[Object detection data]
★ ★ ★
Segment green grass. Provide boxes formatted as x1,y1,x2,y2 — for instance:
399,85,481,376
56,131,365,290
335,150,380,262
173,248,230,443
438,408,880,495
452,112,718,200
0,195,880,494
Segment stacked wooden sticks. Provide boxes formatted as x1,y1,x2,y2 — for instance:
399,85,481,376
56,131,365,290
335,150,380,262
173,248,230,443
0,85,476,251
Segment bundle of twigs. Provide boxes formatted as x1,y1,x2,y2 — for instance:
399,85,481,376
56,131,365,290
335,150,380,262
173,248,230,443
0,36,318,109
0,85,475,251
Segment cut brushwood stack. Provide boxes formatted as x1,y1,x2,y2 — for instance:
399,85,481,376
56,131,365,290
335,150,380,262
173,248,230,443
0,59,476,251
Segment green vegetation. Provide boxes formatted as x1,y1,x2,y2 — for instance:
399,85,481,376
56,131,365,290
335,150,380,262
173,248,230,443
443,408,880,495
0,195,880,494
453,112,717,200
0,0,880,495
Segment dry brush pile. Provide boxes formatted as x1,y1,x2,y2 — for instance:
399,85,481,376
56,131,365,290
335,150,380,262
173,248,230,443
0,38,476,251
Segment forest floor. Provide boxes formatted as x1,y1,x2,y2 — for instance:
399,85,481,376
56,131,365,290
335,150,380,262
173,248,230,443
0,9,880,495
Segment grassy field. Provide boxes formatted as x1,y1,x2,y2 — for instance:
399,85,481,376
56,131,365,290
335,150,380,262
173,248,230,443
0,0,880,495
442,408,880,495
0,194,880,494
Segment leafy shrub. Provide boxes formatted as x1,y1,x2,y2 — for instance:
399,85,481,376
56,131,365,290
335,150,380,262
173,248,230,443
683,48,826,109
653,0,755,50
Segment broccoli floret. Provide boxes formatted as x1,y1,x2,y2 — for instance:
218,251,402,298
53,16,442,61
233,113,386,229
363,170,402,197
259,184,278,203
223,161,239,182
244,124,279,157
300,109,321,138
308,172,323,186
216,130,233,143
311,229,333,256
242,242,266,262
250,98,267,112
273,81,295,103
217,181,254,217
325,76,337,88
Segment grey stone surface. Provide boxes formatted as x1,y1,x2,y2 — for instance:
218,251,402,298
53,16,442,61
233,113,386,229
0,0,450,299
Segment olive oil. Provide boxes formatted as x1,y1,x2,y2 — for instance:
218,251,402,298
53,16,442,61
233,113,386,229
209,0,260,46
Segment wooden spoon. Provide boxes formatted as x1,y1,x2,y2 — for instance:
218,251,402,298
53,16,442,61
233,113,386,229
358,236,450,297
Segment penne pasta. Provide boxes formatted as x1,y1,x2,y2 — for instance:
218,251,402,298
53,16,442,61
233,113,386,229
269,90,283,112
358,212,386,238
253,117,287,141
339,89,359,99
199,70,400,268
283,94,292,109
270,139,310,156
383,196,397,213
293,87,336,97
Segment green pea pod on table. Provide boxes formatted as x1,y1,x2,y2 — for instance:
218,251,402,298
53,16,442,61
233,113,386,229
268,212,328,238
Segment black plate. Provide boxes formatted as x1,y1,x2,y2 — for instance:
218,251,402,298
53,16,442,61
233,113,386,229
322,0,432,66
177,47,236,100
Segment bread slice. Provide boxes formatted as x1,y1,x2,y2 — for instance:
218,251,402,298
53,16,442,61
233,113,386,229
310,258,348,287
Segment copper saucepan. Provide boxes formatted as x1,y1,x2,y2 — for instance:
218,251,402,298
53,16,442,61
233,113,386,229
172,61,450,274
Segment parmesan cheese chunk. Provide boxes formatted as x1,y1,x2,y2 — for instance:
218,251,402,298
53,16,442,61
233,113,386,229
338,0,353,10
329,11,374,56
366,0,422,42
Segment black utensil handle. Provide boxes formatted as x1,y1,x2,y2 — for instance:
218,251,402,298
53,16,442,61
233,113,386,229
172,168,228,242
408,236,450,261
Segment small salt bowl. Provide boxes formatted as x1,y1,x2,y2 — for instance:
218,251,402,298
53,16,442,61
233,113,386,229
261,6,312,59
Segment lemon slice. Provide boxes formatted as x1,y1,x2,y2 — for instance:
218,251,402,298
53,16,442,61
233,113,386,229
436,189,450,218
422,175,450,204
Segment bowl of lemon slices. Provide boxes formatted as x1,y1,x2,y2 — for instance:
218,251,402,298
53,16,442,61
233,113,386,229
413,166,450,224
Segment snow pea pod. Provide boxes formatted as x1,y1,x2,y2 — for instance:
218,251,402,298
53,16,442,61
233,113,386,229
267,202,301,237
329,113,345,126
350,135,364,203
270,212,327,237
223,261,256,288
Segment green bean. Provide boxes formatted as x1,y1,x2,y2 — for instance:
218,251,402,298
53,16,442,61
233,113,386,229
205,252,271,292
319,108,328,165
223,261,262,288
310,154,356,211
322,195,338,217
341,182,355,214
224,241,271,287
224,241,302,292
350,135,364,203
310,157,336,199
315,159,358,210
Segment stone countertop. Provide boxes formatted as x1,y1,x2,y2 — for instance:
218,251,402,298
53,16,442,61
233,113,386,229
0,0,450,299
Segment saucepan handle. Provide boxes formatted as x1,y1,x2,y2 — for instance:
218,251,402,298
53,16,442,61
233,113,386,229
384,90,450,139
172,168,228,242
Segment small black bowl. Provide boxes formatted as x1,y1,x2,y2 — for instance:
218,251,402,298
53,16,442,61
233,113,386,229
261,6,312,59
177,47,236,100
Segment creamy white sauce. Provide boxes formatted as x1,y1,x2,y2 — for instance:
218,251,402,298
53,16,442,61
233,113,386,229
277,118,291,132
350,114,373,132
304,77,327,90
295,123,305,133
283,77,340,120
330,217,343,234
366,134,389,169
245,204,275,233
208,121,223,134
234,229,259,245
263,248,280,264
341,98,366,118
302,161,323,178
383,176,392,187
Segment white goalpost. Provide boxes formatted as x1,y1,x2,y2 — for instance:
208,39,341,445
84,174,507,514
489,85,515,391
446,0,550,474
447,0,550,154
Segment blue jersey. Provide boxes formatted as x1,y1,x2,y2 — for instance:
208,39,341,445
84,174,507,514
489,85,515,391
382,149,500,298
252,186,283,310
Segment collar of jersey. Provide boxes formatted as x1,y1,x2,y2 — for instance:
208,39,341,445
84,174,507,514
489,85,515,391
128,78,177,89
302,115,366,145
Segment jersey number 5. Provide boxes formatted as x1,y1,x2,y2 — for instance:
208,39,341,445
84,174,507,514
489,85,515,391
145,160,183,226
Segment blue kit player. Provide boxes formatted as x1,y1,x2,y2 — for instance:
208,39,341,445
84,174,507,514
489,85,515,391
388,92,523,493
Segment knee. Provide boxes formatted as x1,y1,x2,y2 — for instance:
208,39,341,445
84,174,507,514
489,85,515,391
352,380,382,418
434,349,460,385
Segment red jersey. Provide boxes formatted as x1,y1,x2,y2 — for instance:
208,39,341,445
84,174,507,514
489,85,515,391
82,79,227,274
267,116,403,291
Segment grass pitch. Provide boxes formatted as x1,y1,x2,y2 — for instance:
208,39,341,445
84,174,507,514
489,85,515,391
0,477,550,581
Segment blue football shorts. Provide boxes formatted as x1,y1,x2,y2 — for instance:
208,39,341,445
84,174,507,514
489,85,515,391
★ ★ ★
* Problem to solve *
Pick out each line in the records above that contains the word "handle". Case counts.

* Answer to this exercise *
Segment black utensil handle. Provide boxes formatted as x1,y1,x2,y2 — for instance:
Segment saucepan handle. Provide boxes formatted as x1,y1,x2,y2 — for instance:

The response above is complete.